[Start Text passage]
# The base of a triangular pyramid is a triangle with corners at (2 ,1 ), (5 ,2 ), and (8 ,7 ). If the pyramid has a height of 18 , what is the pyramid's volume?

##### 1 Answer
Nov 17, 2017

$36$ units cubed

#### Explanation:

Volume of a triangular pyramid is:

$V = \frac{1}{3} A h$

Where $A =$ area of base, and $h =$ height.

Dimensions of triangle:

Let the angles be at:

$A = \left(2 , 1\right)$

$B = \left(5 , 2\right)$

$C = \left(8 , 7\right)$

Using the distance formula:

Length $A B$

$A B = \sqrt{{\left(2 - 5\right)}^{+} {\left(1 - 2\right)}^{2}} = \sqrt{10}$

$B C = \sqrt{{\left(5 - 8\right)}^{2} + {\left(2 - 7\right)}^{2}} = \sqrt{34}$

$A C = \sqrt{{\left(8 - 2\right)}^{2} + {\left(7 - 1\right)}^{2}} = \sqrt{72} = 6 \sqrt{2}$

Finding $\sin \left(A\right)$ of angle $A$ using the cosine rule:

$\cos \left(A\right) = \frac{{b}^{2} + {c}^{2} - {a}^{2}}{2 b c}$

$\cos \left(A\right) = \frac{{\left(6 \sqrt{2}\right)}^{2} + {\left(\sqrt{10}\right)}^{2} - {\left(\sqrt{34}\right)}^{2}}{2 \left(6 \sqrt{2}\right) \left(\sqrt{10}\right)}$

$\to = \frac{72 + 10 - 34}{24 \sqrt{5}} = \frac{48}{24 \sqrt{5}} = \frac{2}{\sqrt{5}}$

$\sin \left(A\right) = \sin \left({\cos}^{-} 1 \left(\frac{2}{\sqrt{5}}\right)\right) = \frac{\sqrt{5}}{5}$

Area of triangle from diagram:

$\frac{1}{2} \left(\sqrt{10}\right) \sin \left(A\right) b$

$A r e a = \frac{1}{2} \left(\sqrt{10}\right) \left(\frac{\sqrt{5}}{5}\right) \left(6 \sqrt{2}\right) = \frac{60}{10} = 6$

Area of pyramid:

$\frac{1}{3} \left(6\right) \left(18\right) = 36 \textcolor{w h i t e}{88}$
[End Text passage]
[Start Information supplied]
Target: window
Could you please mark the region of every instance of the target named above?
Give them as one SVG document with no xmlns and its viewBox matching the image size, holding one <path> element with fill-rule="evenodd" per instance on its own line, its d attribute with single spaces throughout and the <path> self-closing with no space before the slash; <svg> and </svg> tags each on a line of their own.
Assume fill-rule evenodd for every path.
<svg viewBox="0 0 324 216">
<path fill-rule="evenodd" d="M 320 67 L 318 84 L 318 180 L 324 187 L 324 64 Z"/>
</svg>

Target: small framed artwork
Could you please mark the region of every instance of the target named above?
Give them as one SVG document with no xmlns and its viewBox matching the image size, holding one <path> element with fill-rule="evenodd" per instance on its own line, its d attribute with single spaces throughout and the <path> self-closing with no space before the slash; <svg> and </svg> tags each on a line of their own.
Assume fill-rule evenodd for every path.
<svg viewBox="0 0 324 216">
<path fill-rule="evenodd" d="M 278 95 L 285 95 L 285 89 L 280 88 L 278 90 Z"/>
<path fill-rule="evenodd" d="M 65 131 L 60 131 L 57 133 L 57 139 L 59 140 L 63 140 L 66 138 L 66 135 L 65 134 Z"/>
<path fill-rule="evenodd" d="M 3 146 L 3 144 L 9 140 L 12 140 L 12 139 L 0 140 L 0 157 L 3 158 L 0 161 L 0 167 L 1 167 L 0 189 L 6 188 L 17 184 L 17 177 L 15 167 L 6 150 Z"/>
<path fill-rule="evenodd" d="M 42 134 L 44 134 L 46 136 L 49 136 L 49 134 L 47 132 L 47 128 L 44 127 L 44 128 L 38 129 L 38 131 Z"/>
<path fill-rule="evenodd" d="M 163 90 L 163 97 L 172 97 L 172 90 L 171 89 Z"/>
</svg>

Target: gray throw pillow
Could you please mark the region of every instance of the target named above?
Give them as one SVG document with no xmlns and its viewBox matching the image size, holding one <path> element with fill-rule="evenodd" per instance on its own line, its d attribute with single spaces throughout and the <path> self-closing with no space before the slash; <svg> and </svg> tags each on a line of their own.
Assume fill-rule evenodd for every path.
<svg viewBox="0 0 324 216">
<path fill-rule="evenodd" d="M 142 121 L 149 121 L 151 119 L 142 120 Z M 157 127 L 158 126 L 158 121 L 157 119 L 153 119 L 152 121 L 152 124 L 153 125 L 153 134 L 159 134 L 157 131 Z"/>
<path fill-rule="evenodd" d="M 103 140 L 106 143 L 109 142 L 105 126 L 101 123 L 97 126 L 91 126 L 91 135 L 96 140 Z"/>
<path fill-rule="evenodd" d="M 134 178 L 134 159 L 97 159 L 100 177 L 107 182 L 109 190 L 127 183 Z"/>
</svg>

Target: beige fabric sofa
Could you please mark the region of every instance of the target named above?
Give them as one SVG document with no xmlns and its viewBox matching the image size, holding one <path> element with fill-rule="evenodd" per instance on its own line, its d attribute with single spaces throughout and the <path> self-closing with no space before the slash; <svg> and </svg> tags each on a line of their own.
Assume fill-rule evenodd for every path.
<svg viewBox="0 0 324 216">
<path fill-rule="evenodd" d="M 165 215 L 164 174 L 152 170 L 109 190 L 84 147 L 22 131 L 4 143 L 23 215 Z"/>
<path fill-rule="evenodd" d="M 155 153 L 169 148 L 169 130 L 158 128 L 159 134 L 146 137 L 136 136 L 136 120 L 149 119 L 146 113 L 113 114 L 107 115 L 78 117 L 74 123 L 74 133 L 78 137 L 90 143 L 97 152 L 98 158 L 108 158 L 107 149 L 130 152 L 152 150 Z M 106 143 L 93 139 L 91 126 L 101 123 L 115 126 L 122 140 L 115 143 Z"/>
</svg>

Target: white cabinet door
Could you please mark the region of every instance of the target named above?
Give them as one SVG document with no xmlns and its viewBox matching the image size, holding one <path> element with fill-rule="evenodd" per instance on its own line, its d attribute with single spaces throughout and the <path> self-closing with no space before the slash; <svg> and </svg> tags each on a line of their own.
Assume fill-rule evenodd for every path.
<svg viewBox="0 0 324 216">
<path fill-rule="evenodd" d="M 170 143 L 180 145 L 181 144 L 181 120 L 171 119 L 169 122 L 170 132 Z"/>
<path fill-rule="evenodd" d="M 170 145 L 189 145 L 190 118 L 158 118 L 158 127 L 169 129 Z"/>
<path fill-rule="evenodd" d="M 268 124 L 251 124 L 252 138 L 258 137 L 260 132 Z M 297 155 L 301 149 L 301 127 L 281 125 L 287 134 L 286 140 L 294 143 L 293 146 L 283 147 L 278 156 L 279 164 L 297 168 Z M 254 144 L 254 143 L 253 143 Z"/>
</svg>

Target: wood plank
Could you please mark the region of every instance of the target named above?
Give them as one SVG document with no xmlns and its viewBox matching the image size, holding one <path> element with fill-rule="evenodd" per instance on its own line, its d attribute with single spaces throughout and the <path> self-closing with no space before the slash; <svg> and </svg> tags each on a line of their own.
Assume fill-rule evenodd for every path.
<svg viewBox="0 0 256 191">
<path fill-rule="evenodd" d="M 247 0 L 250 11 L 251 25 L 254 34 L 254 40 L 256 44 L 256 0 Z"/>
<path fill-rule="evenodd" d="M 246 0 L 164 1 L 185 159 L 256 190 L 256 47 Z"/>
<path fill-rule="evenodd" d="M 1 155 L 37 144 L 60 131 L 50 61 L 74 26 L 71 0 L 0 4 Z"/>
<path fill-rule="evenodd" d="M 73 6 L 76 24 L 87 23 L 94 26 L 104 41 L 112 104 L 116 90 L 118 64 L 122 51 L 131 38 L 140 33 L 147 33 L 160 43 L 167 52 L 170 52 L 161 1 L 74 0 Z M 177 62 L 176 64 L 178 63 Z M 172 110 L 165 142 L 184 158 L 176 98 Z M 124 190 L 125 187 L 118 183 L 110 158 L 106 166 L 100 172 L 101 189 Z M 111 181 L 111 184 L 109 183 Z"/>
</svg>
[End Information supplied]
What you need to do:
In the worked pyramid volume solution, what volume is given for the pyramid?

The response:
36 units cubed